[What you are asked to do]
Rewrite all of the items below, changing every "GeoJSON Point object" to "JSON coordinate pair" and leaving everything else as it is.

[Given records]

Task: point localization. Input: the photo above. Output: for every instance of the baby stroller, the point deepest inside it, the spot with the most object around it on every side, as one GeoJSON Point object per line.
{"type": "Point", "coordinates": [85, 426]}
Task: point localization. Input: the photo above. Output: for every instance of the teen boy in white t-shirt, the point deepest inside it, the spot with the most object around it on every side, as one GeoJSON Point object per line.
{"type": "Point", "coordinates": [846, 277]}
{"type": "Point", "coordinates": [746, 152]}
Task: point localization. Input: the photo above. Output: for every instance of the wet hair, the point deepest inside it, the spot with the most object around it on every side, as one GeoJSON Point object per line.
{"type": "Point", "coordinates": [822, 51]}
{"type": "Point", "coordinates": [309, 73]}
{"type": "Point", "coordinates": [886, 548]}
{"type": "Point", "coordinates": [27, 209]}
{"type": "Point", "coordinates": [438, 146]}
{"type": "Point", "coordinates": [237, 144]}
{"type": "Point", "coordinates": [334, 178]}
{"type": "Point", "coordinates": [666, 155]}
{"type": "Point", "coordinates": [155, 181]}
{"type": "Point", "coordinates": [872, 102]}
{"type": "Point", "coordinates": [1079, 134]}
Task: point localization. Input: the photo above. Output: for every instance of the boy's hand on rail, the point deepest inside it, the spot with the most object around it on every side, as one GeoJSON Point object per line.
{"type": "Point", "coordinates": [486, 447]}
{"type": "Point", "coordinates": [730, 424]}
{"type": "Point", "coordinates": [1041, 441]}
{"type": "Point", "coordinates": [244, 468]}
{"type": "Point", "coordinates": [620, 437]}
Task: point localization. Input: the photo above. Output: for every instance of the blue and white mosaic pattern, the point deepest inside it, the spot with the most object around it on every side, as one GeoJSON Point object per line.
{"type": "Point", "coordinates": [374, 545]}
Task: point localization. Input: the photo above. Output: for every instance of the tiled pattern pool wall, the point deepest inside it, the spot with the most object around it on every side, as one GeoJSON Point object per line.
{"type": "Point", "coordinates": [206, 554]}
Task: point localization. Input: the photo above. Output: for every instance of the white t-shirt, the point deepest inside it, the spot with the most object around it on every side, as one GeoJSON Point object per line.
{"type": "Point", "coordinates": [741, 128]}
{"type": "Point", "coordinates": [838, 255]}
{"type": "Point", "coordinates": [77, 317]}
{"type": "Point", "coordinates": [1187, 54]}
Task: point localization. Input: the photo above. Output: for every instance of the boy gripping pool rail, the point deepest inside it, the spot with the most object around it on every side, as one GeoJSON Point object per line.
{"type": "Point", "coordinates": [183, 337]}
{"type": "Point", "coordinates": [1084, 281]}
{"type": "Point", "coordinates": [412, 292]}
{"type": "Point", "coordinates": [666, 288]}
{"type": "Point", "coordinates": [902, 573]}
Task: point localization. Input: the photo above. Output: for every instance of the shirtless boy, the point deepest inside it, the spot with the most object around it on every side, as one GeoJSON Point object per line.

[Reply]
Task: point localization. Input: the photo above. Output: for every instance of the baby stroller, the point deepest inside it, the spot with the most object around it on every side, as one JSON coordinate pair per line.
{"type": "Point", "coordinates": [85, 426]}
Task: point localization. Input: the photo above. Output: for every instance of the teen boy in white t-shirt, the point deepest inside it, the spot with the most object around it on every side, as one JSON coordinate pair per line.
{"type": "Point", "coordinates": [846, 277]}
{"type": "Point", "coordinates": [746, 152]}
Task: point localization. Input: the photo above. Output: for every instance of the wet hair, the point deepest inside it, the spot with the most object around it on every side, as one JSON coordinate pair per line.
{"type": "Point", "coordinates": [822, 51]}
{"type": "Point", "coordinates": [309, 73]}
{"type": "Point", "coordinates": [886, 548]}
{"type": "Point", "coordinates": [27, 209]}
{"type": "Point", "coordinates": [438, 146]}
{"type": "Point", "coordinates": [237, 144]}
{"type": "Point", "coordinates": [334, 178]}
{"type": "Point", "coordinates": [666, 155]}
{"type": "Point", "coordinates": [155, 181]}
{"type": "Point", "coordinates": [872, 102]}
{"type": "Point", "coordinates": [1079, 134]}
Task: point localization. Input: the photo above. Output: for every instance of the boy's hand on rail, the point deepest inside it, the spot with the most object around it on every side, as one JSON coordinate pair per line.
{"type": "Point", "coordinates": [486, 447]}
{"type": "Point", "coordinates": [730, 424]}
{"type": "Point", "coordinates": [1041, 441]}
{"type": "Point", "coordinates": [244, 468]}
{"type": "Point", "coordinates": [620, 437]}
Task: point localization. Input: the photo above. Output: for every instance of the blue and white mosaic pattern, the point deepest inside it, the spot with the most object around it on every side, as one JSON coordinate pair per line.
{"type": "Point", "coordinates": [374, 545]}
Task: point localization. Input: the photo above. Output: for every instance of the tiled pattern pool wall, the point deepest inside it, the spot with the most object around it on every side, as one JSON coordinate pair per line.
{"type": "Point", "coordinates": [206, 554]}
Task: point localization. Input: the photo above. Output: for every instance of the white t-shirt, the point deepest inside it, the spot with the most object around it on every side, as one JSON coordinate pair per line.
{"type": "Point", "coordinates": [741, 128]}
{"type": "Point", "coordinates": [838, 255]}
{"type": "Point", "coordinates": [77, 317]}
{"type": "Point", "coordinates": [1187, 54]}
Task: point localization. Input: the photo above. Output: for every instance of the boy gripping pool rail, the point deepest inside it, the spot with the most object around it on every side, as one JSON coordinate pair per line.
{"type": "Point", "coordinates": [183, 337]}
{"type": "Point", "coordinates": [1084, 281]}
{"type": "Point", "coordinates": [412, 292]}
{"type": "Point", "coordinates": [666, 288]}
{"type": "Point", "coordinates": [902, 573]}
Task: point localization. Input: the photo above. Output: for every instance of the shirtless boy, the point deepest inside it, the spot with the most object around it on every side, as one JSON coordinate pair per line.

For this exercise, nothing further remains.